::: Source data :::

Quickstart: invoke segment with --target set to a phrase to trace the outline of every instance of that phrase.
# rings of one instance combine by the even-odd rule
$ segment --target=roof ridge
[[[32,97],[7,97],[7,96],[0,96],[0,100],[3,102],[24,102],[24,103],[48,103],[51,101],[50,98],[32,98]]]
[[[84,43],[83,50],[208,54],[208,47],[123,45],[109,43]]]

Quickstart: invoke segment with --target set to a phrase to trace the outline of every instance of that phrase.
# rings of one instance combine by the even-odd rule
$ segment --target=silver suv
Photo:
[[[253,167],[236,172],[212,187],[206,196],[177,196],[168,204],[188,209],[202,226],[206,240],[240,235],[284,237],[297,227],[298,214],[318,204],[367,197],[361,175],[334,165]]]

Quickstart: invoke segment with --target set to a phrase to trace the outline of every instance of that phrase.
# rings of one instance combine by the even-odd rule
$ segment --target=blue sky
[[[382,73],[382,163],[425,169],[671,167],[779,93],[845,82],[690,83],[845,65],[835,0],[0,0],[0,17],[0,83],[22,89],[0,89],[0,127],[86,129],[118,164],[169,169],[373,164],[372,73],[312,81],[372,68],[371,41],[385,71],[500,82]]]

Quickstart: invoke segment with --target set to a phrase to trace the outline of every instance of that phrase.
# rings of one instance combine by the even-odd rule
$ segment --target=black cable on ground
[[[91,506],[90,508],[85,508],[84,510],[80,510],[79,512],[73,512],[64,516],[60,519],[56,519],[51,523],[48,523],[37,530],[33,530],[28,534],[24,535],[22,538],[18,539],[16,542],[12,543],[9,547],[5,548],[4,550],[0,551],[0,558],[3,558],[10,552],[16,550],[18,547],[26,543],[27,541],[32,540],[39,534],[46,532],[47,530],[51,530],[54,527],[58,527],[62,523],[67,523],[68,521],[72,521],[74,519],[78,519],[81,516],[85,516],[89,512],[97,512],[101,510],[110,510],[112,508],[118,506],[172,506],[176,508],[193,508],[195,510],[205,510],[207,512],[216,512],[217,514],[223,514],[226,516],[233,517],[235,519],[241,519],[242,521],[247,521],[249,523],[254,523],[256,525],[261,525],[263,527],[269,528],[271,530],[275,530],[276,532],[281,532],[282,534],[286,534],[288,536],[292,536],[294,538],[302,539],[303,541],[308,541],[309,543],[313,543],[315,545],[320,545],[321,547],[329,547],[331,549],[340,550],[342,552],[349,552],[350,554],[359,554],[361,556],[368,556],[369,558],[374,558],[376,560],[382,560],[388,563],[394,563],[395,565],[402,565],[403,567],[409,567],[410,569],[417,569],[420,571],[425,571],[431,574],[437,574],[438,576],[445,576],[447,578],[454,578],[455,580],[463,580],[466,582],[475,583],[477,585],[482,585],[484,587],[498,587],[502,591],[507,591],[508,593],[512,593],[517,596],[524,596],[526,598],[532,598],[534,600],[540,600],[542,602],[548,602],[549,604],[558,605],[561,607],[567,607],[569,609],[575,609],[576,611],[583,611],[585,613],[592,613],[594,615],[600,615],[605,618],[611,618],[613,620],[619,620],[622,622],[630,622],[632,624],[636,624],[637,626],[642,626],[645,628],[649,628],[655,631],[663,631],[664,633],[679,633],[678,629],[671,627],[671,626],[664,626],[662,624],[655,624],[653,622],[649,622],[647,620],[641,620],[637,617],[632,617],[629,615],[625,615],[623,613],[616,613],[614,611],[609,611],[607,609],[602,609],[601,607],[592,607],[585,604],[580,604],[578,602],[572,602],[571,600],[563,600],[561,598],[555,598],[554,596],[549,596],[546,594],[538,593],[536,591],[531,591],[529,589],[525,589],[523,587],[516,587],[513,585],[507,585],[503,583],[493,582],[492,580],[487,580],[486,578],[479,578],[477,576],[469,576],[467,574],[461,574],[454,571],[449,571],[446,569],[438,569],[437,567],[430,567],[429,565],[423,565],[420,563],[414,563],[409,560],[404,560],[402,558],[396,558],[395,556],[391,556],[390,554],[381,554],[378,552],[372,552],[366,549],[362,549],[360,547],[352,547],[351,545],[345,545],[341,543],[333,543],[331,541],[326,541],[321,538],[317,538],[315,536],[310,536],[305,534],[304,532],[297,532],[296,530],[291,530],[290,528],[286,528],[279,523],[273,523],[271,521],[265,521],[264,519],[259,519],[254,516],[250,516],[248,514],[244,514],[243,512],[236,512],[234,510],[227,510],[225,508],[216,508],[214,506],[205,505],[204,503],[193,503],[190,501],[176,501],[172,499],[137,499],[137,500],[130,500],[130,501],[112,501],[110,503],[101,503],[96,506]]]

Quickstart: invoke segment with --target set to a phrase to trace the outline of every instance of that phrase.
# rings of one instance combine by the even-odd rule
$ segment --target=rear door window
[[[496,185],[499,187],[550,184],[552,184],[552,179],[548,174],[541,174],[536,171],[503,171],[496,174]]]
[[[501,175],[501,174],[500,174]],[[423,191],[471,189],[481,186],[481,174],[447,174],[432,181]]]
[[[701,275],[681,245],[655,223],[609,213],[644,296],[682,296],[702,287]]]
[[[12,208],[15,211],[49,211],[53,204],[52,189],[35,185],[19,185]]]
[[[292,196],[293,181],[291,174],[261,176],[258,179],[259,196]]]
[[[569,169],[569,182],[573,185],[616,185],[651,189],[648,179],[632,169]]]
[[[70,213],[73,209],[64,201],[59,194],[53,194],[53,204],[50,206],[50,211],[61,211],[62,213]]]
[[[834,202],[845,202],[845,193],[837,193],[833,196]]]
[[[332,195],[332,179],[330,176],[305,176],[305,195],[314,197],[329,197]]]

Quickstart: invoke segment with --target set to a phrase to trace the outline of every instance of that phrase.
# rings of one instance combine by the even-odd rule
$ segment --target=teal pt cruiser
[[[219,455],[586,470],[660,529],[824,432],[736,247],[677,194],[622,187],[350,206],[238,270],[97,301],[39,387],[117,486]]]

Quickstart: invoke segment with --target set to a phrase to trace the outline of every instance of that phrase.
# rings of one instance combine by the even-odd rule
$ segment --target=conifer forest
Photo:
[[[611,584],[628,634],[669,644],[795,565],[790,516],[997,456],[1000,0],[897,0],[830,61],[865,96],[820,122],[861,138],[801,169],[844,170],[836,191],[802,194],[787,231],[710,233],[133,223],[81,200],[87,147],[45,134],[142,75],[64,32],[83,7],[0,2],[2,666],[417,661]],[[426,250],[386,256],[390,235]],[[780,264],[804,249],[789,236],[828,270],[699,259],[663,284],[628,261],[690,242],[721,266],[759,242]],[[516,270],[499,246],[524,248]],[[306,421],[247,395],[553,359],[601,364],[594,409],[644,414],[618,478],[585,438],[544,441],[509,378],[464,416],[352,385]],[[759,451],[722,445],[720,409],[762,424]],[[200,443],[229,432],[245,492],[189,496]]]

:::

Required work: The records above should be restated word for word, please.

Reply:
Quickstart: invoke segment with --target set to a phrase to trace the outline of every instance of that phrase.
# rings of one instance combine by the even-odd rule
$ segment --target=roof ridge
[[[32,97],[7,97],[7,96],[0,96],[0,100],[3,102],[24,102],[24,103],[48,103],[51,101],[50,98],[32,98]]]
[[[84,43],[83,50],[208,54],[208,47],[123,45],[109,43]]]

Quickstart: invoke segment with --target set to a phrase to trace the outline of every instance of that phrase.
# rings of one instance combine by the even-odd rule
$ segment --target=silver suv
Photo:
[[[253,167],[236,172],[212,187],[206,196],[177,196],[168,204],[188,209],[202,226],[206,240],[240,235],[284,237],[297,227],[298,214],[318,204],[367,197],[361,175],[334,165]]]

Quickstart: invoke segment with --target set to a phrase to trace the outline of every instance of that phrase.
# rings of one instance combine by the even-odd rule
$ segment --target=blue sky
[[[382,73],[382,163],[425,169],[671,167],[779,93],[845,82],[690,83],[845,65],[835,0],[0,0],[0,17],[0,83],[22,89],[0,89],[0,127],[86,129],[118,164],[169,169],[373,164],[372,73],[312,81],[372,68],[371,41],[385,71],[500,82]]]

Quickstart: invoke segment with --target set to a phrase to trace the outline of every instance of that phrase.
# rings of one instance combine by the even-odd rule
$ segment --target=black cable on ground
[[[91,506],[90,508],[85,508],[84,510],[80,510],[79,512],[73,512],[64,516],[60,519],[56,519],[51,523],[48,523],[37,530],[33,530],[28,534],[24,535],[22,538],[18,539],[16,542],[12,543],[9,547],[5,548],[4,550],[0,551],[0,558],[3,558],[10,552],[16,550],[18,547],[26,543],[27,541],[32,540],[39,534],[46,532],[47,530],[51,530],[54,527],[58,527],[62,523],[67,523],[68,521],[72,521],[74,519],[78,519],[81,516],[85,516],[89,512],[97,512],[101,510],[110,510],[112,508],[118,506],[172,506],[176,508],[193,508],[195,510],[205,510],[207,512],[216,512],[217,514],[223,514],[226,516],[233,517],[235,519],[241,519],[242,521],[247,521],[249,523],[254,523],[256,525],[261,525],[263,527],[269,528],[271,530],[275,530],[276,532],[281,532],[282,534],[286,534],[288,536],[292,536],[294,538],[302,539],[303,541],[308,541],[309,543],[313,543],[315,545],[320,545],[321,547],[329,547],[331,549],[340,550],[342,552],[349,552],[350,554],[359,554],[361,556],[368,556],[369,558],[374,558],[376,560],[382,560],[388,563],[394,563],[395,565],[402,565],[403,567],[409,567],[410,569],[417,569],[420,571],[425,571],[431,574],[437,574],[438,576],[445,576],[447,578],[454,578],[455,580],[463,580],[466,582],[475,583],[477,585],[482,585],[484,587],[498,587],[502,591],[507,591],[508,593],[512,593],[517,596],[524,596],[526,598],[532,598],[534,600],[540,600],[542,602],[548,602],[549,604],[558,605],[561,607],[567,607],[569,609],[575,609],[576,611],[583,611],[585,613],[592,613],[594,615],[600,615],[605,618],[611,618],[613,620],[619,620],[622,622],[630,622],[632,624],[636,624],[637,626],[642,626],[645,628],[649,628],[655,631],[663,631],[664,633],[679,633],[678,629],[671,627],[671,626],[664,626],[662,624],[655,624],[653,622],[649,622],[647,620],[641,620],[637,617],[632,617],[629,615],[625,615],[623,613],[616,613],[614,611],[609,611],[607,609],[602,609],[601,607],[592,607],[585,604],[580,604],[578,602],[572,602],[571,600],[563,600],[561,598],[555,598],[554,596],[549,596],[546,594],[538,593],[536,591],[531,591],[529,589],[525,589],[523,587],[516,587],[513,585],[507,585],[503,583],[493,582],[492,580],[487,580],[486,578],[479,578],[477,576],[469,576],[467,574],[461,574],[454,571],[449,571],[446,569],[438,569],[437,567],[430,567],[429,565],[423,565],[420,563],[414,563],[409,560],[404,560],[402,558],[396,558],[395,556],[391,556],[390,554],[381,554],[378,552],[372,552],[366,549],[362,549],[360,547],[352,547],[351,545],[345,545],[341,543],[333,543],[331,541],[326,541],[321,538],[317,538],[315,536],[310,536],[305,534],[304,532],[297,532],[296,530],[291,530],[290,528],[286,528],[279,523],[273,523],[271,521],[265,521],[264,519],[259,519],[254,516],[250,516],[248,514],[244,514],[243,512],[236,512],[234,510],[227,510],[225,508],[216,508],[214,506],[205,505],[204,503],[193,503],[190,501],[176,501],[172,499],[137,499],[137,500],[130,500],[130,501],[112,501],[110,503],[101,503],[96,506]]]

Quickstart: invoke segment with --target set to a phrase to trace the outline of every instance of that phrase.
# rings of one instance combine by the even-odd rule
$ segment --target=rear door window
[[[496,185],[499,187],[550,184],[552,184],[552,179],[548,174],[541,174],[536,171],[503,171],[496,174]]]
[[[501,175],[501,174],[500,174]],[[423,191],[471,189],[481,186],[481,174],[447,174],[432,181]]]
[[[701,275],[681,245],[655,223],[609,213],[644,296],[682,296],[702,287]]]
[[[12,208],[15,211],[49,211],[53,204],[52,189],[35,185],[19,185]]]
[[[292,196],[293,181],[291,174],[261,176],[258,179],[259,196]]]
[[[569,169],[569,182],[573,185],[616,185],[651,189],[648,179],[632,169]]]
[[[70,213],[73,209],[64,201],[59,194],[53,194],[53,204],[50,206],[50,211],[61,211],[62,213]]]
[[[834,202],[845,202],[845,193],[837,193],[833,196]]]
[[[332,195],[332,179],[330,176],[305,176],[305,195],[314,197],[329,197]]]

Quickstart: invoke segment with --target set to a phrase to trace the outline of every instance of that phrase.
# rings of one instance combine by the even-odd rule
$ segment --target=teal pt cruiser
[[[219,455],[586,470],[660,529],[824,432],[736,247],[677,194],[622,187],[350,206],[238,270],[97,301],[39,387],[117,486]]]

Quickstart: invoke segment with --target set to a phrase to trace the outline of every instance of that phrase.
# rings of one instance combine by the even-odd rule
$ segment --target=conifer forest
Photo:
[[[611,584],[628,634],[669,644],[795,565],[790,516],[997,456],[1000,0],[897,0],[830,61],[865,96],[820,122],[861,138],[801,169],[844,170],[836,191],[802,194],[787,231],[710,233],[133,223],[81,200],[87,147],[45,134],[142,75],[64,32],[83,7],[0,2],[2,666],[417,661]],[[426,250],[386,256],[390,235]],[[780,264],[804,249],[789,236],[828,270],[699,259],[663,284],[628,261],[690,242],[721,266],[759,242]],[[516,270],[499,246],[524,248]],[[306,421],[247,395],[553,359],[601,364],[594,409],[644,414],[618,478],[585,438],[544,441],[509,378],[464,416],[352,385]],[[759,451],[722,445],[720,409],[762,424]],[[200,443],[229,432],[245,492],[189,496]]]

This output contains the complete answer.